» WORK REQUIRED
Transcribe the lines from the start of the data below through the line with "box: [81, 0, 150, 182]", word for word and nothing more.

%%

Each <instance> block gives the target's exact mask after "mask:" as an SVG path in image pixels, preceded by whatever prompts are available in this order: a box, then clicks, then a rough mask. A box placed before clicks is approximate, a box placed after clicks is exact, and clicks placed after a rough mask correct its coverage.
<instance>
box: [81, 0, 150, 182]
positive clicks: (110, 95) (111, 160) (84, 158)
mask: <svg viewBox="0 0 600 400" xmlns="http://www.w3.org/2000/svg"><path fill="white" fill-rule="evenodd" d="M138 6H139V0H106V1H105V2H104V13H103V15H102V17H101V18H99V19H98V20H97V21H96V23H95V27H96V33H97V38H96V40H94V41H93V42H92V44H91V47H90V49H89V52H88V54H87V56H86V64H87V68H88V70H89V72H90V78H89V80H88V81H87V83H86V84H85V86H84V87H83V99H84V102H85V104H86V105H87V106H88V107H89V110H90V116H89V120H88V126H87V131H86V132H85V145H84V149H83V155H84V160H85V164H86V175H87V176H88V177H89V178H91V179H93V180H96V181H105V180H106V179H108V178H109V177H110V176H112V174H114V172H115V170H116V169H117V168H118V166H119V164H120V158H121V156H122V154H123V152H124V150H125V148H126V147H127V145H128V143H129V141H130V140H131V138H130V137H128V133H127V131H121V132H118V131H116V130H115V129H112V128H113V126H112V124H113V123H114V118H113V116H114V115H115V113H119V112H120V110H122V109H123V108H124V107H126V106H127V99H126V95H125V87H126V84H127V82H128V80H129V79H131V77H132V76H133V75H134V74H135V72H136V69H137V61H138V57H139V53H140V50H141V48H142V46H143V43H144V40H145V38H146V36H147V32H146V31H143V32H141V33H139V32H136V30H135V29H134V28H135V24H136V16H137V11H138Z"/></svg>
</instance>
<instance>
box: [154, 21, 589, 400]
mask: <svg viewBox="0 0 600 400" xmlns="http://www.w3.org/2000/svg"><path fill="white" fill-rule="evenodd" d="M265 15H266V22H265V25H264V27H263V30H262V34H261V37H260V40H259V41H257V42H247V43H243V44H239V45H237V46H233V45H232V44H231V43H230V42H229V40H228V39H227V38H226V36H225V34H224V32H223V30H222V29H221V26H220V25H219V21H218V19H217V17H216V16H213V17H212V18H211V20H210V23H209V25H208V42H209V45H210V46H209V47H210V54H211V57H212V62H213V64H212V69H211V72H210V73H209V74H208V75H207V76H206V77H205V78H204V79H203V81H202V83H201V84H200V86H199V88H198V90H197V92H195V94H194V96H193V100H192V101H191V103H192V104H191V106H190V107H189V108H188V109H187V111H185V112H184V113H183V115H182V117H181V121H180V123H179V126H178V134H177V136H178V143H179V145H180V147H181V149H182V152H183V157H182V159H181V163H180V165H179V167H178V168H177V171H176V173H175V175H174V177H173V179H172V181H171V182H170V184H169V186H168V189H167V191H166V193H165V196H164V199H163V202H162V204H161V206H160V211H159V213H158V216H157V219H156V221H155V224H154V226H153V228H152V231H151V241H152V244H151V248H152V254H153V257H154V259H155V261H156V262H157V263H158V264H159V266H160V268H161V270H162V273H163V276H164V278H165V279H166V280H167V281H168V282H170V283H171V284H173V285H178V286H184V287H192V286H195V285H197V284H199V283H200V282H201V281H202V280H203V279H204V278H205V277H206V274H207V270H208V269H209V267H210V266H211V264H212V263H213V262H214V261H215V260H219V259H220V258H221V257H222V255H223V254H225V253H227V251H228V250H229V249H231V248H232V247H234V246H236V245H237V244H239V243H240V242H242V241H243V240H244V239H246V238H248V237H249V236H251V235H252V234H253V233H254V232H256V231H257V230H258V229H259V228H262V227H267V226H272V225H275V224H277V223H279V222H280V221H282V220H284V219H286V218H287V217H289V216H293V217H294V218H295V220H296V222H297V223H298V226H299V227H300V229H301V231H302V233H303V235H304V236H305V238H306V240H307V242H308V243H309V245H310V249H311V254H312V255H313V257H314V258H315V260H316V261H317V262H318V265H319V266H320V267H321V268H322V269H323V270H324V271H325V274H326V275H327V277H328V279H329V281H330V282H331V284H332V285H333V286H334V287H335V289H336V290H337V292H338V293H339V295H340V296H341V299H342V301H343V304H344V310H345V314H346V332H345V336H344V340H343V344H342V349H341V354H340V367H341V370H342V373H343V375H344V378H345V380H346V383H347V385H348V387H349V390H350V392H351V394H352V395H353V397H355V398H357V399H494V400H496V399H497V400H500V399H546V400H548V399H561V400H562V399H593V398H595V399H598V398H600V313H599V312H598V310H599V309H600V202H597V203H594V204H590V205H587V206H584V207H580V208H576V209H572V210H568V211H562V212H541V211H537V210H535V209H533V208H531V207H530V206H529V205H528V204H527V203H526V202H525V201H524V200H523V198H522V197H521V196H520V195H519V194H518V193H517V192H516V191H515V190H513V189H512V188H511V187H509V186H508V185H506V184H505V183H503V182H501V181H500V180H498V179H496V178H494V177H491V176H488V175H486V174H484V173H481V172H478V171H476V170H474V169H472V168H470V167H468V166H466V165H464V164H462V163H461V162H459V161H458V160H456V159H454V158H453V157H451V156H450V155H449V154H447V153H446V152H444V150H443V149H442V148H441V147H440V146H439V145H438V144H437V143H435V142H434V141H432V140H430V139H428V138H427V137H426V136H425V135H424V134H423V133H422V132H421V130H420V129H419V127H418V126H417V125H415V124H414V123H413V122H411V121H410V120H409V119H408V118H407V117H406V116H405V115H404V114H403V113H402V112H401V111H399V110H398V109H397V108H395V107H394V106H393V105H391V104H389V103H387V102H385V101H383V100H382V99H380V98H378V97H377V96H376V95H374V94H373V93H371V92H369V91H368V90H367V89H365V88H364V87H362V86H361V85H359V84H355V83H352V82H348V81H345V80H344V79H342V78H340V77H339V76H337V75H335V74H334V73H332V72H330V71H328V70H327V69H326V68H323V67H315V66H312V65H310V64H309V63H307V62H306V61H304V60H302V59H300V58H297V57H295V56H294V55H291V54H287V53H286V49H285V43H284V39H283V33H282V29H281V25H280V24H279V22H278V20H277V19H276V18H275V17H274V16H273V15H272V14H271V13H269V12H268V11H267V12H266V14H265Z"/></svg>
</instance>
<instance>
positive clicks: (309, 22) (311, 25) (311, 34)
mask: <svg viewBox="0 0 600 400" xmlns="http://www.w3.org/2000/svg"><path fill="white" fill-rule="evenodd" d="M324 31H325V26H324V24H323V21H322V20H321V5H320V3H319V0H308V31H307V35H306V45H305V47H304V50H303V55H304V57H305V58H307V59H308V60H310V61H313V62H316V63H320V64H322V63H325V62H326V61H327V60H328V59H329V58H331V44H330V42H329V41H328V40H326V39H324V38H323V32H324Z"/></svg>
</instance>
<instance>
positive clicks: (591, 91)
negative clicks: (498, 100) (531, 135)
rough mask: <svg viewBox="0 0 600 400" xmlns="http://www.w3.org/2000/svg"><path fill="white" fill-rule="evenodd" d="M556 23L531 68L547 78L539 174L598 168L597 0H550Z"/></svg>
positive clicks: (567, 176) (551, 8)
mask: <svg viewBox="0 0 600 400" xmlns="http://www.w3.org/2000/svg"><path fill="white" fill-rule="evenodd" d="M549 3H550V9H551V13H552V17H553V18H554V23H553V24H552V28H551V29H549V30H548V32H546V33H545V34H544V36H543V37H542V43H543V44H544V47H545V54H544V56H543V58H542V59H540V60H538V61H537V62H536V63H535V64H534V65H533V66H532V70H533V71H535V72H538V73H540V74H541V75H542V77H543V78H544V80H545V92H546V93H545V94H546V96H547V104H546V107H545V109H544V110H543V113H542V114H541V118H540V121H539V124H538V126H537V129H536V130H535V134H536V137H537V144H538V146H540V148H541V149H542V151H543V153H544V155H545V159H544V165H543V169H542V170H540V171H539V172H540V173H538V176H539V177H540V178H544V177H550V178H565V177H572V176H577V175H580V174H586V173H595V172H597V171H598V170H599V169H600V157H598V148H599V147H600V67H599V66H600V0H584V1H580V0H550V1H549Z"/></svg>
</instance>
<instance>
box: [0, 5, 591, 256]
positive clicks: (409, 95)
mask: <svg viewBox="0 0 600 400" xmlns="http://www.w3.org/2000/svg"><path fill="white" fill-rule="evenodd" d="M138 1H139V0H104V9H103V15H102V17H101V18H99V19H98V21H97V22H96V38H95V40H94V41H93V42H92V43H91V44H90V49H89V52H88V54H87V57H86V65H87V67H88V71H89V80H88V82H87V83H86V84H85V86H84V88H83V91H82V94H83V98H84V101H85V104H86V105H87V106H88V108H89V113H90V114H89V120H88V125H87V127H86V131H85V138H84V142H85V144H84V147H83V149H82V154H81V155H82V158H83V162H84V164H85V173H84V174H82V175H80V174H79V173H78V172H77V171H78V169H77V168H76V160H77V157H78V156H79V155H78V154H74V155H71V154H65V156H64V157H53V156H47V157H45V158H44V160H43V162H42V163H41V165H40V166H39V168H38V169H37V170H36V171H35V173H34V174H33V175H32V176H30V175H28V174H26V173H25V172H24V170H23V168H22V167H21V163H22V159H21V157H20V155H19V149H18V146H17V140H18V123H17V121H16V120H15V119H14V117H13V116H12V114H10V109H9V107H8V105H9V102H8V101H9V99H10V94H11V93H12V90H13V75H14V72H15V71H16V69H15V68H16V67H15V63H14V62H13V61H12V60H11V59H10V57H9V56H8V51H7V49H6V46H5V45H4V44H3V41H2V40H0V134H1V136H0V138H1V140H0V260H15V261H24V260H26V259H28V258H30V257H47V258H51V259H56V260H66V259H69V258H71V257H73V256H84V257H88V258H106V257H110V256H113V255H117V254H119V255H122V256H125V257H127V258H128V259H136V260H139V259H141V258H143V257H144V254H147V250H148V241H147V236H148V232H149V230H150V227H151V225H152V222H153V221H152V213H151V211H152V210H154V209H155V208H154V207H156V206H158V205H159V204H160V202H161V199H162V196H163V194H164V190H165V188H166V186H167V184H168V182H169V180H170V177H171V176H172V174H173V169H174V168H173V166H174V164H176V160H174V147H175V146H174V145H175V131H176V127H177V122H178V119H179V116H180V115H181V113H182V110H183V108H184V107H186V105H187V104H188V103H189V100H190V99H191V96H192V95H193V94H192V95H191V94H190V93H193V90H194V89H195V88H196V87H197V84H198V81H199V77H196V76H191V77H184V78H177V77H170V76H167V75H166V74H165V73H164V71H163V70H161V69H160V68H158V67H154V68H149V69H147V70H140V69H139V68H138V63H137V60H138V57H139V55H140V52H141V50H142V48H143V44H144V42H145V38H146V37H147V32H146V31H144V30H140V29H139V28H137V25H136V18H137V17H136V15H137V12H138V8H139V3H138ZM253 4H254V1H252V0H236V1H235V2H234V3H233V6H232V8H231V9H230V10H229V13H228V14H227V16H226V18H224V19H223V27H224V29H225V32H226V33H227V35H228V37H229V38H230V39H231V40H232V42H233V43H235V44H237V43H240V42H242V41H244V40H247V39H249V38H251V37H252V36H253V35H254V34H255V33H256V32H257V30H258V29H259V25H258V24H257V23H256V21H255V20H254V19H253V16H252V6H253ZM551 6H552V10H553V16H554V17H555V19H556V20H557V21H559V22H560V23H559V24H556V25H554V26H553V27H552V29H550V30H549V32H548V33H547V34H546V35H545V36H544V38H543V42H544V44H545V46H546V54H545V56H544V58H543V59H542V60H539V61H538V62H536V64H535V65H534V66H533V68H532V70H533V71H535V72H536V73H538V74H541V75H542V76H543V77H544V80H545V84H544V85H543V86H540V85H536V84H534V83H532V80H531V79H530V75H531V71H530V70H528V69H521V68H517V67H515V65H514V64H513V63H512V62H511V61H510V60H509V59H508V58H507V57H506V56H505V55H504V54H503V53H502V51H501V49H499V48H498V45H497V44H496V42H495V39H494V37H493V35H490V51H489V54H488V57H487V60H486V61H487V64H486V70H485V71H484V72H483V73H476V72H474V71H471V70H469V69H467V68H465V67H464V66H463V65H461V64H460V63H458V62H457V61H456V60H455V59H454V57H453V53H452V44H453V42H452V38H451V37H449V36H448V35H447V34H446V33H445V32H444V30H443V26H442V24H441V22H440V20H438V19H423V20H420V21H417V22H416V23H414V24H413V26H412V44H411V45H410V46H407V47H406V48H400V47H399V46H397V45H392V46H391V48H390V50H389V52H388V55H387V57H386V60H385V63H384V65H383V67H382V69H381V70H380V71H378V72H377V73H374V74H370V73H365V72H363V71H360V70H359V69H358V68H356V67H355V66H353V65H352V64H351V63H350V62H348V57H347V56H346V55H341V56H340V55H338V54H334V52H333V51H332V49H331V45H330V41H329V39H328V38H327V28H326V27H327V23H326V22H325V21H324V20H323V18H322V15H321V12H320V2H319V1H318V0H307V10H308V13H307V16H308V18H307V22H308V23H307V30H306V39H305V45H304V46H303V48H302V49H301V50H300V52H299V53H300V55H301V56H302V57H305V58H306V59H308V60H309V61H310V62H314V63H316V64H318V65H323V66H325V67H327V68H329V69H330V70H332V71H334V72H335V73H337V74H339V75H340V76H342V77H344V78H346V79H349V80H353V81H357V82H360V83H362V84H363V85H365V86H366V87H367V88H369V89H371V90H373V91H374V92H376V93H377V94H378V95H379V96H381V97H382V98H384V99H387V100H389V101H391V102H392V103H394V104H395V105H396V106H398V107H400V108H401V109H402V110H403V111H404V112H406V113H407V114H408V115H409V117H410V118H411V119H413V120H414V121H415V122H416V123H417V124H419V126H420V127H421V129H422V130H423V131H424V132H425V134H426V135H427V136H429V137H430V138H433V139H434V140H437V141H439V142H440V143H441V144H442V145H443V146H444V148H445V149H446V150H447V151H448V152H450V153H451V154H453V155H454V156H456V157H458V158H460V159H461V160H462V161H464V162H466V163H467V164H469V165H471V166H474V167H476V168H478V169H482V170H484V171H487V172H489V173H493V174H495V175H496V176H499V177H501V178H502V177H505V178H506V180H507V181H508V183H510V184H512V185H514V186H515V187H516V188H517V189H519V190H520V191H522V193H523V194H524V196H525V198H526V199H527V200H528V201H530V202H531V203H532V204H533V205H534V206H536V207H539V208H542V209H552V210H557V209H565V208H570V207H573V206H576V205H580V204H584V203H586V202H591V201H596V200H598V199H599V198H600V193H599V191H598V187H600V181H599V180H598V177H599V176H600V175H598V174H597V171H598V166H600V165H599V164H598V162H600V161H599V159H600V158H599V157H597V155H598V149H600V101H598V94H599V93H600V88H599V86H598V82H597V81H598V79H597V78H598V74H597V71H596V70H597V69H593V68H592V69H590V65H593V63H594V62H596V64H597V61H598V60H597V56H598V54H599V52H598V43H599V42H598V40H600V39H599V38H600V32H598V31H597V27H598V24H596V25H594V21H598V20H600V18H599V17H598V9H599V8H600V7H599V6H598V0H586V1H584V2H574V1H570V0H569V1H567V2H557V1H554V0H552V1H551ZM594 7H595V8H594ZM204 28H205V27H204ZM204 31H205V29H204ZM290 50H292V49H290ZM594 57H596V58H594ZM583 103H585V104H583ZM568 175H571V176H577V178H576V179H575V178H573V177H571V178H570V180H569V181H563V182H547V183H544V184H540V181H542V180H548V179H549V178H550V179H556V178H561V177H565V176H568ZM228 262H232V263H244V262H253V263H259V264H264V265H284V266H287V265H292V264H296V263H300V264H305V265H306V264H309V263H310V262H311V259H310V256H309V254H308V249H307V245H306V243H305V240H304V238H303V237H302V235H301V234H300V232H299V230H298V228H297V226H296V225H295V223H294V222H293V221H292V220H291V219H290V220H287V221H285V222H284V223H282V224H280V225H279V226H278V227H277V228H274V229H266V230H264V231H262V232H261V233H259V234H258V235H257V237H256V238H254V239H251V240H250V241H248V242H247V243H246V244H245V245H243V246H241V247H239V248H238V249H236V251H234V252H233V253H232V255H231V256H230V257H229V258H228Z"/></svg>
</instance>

%%

» EXERCISE RESULT
Each <instance> block gives the target's exact mask after "mask:" as an SVG path in image pixels, preceded by whatever prompts are available in this order: a box, then clicks, then a rough mask. A box placed before clicks is approximate, a box placed after clicks is exact, and clicks placed after a rough mask correct its coverage.
<instance>
box: [81, 0, 150, 182]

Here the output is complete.